» **SHORT TASK**:
In the entries that follow, identify the line containing "Q: Locate the yellow" and return it together with all later lines, exactly as they appear.

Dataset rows
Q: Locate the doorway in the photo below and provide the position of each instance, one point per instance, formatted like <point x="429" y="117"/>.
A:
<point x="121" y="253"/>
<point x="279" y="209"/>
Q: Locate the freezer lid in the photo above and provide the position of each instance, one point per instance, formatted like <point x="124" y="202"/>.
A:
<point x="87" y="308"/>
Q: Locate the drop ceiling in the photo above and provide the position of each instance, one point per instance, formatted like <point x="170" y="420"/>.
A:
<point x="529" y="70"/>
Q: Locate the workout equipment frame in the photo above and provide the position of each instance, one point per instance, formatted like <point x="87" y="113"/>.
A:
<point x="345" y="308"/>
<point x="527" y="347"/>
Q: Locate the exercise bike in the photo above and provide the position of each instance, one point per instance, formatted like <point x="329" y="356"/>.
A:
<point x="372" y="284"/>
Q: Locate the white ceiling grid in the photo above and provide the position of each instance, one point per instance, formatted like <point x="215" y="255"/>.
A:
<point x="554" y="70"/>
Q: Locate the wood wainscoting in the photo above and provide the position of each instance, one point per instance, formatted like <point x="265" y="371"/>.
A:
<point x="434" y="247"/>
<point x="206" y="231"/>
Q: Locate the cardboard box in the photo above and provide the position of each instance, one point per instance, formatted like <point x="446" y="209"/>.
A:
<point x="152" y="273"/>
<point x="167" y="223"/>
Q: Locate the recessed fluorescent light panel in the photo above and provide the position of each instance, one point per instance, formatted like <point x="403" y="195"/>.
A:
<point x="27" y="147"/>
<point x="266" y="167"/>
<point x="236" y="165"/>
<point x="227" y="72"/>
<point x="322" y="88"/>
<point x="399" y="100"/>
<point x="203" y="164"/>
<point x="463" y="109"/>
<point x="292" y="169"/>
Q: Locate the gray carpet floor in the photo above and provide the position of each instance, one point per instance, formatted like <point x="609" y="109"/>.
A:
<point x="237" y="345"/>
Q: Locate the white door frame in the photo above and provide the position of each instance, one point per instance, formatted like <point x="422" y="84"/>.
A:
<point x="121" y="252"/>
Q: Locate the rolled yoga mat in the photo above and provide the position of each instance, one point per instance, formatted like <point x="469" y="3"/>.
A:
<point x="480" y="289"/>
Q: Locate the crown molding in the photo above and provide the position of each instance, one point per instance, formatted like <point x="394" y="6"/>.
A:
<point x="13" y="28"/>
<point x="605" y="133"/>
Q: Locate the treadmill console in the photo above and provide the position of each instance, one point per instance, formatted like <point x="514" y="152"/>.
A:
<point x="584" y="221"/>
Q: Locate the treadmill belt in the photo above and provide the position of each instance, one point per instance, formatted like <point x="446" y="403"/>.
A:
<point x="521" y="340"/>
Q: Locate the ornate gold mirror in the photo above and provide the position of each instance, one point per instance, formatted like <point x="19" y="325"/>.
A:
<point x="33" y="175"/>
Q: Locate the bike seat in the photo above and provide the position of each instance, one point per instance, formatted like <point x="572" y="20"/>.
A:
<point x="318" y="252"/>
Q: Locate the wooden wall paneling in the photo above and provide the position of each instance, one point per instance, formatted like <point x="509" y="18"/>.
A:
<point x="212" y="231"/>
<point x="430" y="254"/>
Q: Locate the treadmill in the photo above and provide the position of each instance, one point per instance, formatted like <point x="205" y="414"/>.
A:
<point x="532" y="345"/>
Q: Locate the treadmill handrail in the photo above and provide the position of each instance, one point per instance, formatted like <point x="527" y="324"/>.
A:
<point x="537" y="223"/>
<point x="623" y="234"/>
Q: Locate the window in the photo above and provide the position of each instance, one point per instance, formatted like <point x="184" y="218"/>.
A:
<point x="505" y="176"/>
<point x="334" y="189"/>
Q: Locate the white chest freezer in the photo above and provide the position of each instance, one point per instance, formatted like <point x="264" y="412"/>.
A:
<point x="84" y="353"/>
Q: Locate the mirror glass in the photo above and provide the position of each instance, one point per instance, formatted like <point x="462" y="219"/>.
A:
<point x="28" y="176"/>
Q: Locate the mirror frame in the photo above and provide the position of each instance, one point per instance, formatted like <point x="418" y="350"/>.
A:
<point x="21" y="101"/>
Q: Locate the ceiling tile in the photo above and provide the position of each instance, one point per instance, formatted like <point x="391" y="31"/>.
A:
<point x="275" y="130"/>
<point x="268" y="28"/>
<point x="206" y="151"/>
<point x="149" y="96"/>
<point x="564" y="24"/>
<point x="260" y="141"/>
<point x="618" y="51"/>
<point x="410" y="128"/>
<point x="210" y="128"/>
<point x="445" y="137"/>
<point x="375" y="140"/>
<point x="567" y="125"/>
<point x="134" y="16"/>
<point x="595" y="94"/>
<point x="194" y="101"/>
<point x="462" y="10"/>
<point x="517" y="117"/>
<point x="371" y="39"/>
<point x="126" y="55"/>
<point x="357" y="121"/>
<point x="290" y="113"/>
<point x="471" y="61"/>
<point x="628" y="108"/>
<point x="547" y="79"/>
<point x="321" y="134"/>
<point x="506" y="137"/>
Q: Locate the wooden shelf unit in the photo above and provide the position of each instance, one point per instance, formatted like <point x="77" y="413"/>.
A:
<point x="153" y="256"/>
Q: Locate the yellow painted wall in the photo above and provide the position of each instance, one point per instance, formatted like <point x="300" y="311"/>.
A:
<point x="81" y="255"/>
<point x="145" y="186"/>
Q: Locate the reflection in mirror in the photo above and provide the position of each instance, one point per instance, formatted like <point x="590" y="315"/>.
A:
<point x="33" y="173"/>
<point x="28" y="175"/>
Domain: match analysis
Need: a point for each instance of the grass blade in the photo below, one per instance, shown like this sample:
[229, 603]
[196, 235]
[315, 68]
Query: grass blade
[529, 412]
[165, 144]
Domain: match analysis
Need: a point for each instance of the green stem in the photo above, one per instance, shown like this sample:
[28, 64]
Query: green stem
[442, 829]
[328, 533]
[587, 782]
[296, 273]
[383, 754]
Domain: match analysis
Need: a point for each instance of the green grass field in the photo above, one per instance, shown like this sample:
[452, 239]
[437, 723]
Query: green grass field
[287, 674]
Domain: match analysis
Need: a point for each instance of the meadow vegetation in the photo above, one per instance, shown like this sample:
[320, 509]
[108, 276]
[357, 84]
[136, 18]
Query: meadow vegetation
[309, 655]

» **COMPLETE ANSWER**:
Q: Locate the yellow painted wall in the photo above and provide the position of each instance, one point per instance, formatted like <point x="300" y="311"/>.
A:
<point x="81" y="255"/>
<point x="145" y="186"/>
Q: Locate the reflection in mirror in the photo above and provide the position of each instance, one point per instance, formatted like <point x="590" y="315"/>.
A:
<point x="33" y="173"/>
<point x="28" y="175"/>
Domain: match analysis
Need: a point for each instance of the grass blade in the photo below, one per instance, shown like this sample:
[229, 603]
[196, 235]
[315, 68]
Query: grass blade
[529, 412]
[165, 144]
Domain: match analysis
Need: a point for each instance of the green stem in the photo above, one per instance, shown like this sample:
[28, 64]
Query: green stem
[442, 829]
[328, 533]
[587, 782]
[296, 273]
[383, 754]
Domain: match analysis
Need: a point for each instance of the green grass field in the photo above, one per instance, shown like this sample:
[452, 239]
[437, 723]
Query: green grass field
[287, 674]
Domain: match analysis
Need: a point for each instance of the meadow vegetation in the photo above, one per instance, shown like this sample:
[320, 509]
[108, 276]
[357, 84]
[136, 18]
Query: meadow vegetation
[309, 655]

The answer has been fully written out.